Supplied passage →

LIVINGSTON BIDDLE, who is the new chairman of the National Endowment for the Arts, wraps rubber bands around the stems of his eyeglasses. It helps keep them on. His neckle is wrinkled, his brown, narrow-lapelled suit is dandruff-sprinkled, his shirt is white-on-white, with the collar points heading for flight. Gray regimental moustache. Sideburns which meander down his jawbone. No crisp Mr. I'm-Awake-So-You-Can-Sleep. Not your average high-ranking appointive politician.

"The idea of public service was instilled in me in my youth," Biddle says. "I was taught that if you're given a privilege you must return it."

Biddle is sitting - one is tempted to say relaxing, but that's the way he always looks - in the office he assumed in November as the new chairman of the National Endowment for the Arts. He presides over a $115 million budget, a fast rise since the original $2.5 million in 1966. Plus a view of both the Watergate and the Kennedy Center, "the best view in Washington," he says, with the jets lifting soundless over the bend in the Potomac, gulls in the sunset.

Biddle is explaining away the flap that surrounded his appointment. And such a lovely little flap it was.It first reached the rude gaze of the public on August 17, in a Wall Street Journal editorial, Livingston L. Biddle Jr. had sung a song, said the Journal, which seemed to warn that the National Endowment for the Arts was about to fall into an orgy of pork-barreling.

Source data →
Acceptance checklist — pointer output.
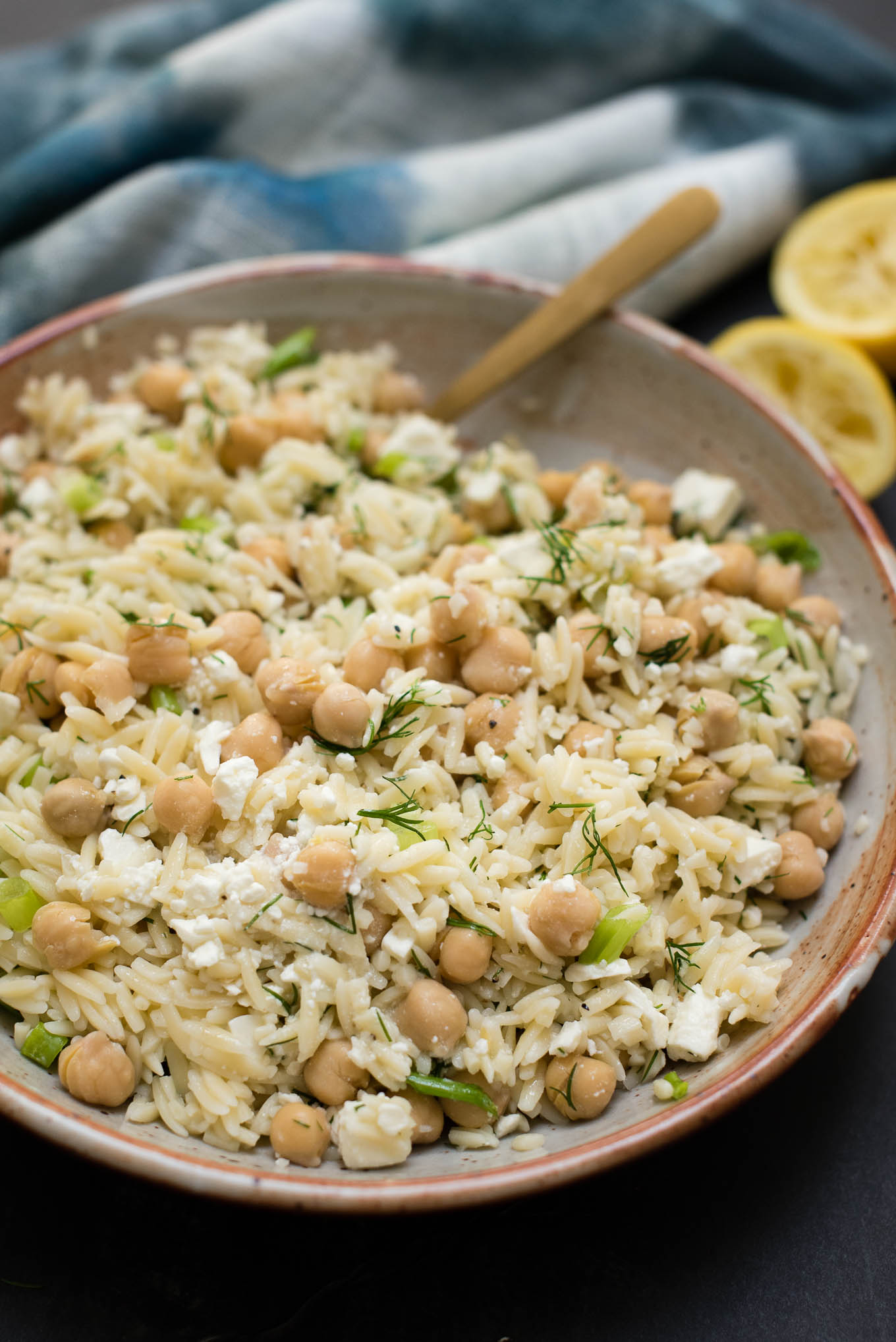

Set exercise 1 → Can you quote the Biddle profile word for word, everything from "LIVINGSTON BIDDLE, who" down to "high-ranking appointive politician."?
Set exercise 2 → How would you sum up the Biddle profile in two sentences?

Right answer 1 →
LIVINGSTON BIDDLE, who is the new chairman of the National Endowment for the Arts, wraps rubber bands around the stems of his eyeglasses. It helps keep them on. His neckle is wrinkled, his brown, narrow-lapelled suit is dandruff-sprinkled, his shirt is white-on-white, with the collar points heading for flight. Gray regimental moustache. Sideburns which meander down his jawbone. No crisp Mr. I'm-Awake-So-You-Can-Sleep. Not your average high-ranking appointive politician.

Right answer 2 → Livingston Biddle, the new chairman of the National Endowment for the Arts, is a rumpled figure unlike the average high-ranking appointee, and he says he was taught that a privilege must be returned through public service. From the office he took over in November, he oversees a $115 million budget, up from $2.5 million in 1966, and he is explaining away the flap over his appointment, which began with an August 17 Wall Street Journal editorial warning that the Endowment might fall into pork-barreling.